__Your instructions__
Turn each line of the records below into a Markdown table with the columns "Row" and "Line", skipping blank lines. Leave the pictures out of your answer.

# Rows start

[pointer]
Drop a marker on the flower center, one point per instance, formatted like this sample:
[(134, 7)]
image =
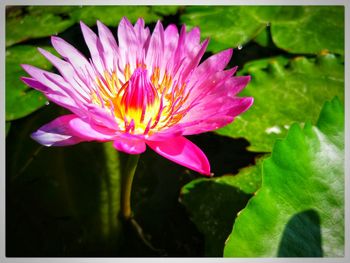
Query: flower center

# Rows end

__Output of the task__
| Row | Line |
|---|---|
| 1 | [pointer] |
| 2 | Drop a marker on the flower center, one point per instance, formatted like this sample: |
| 3 | [(134, 7)] |
| 4 | image = |
| 5 | Query: flower center |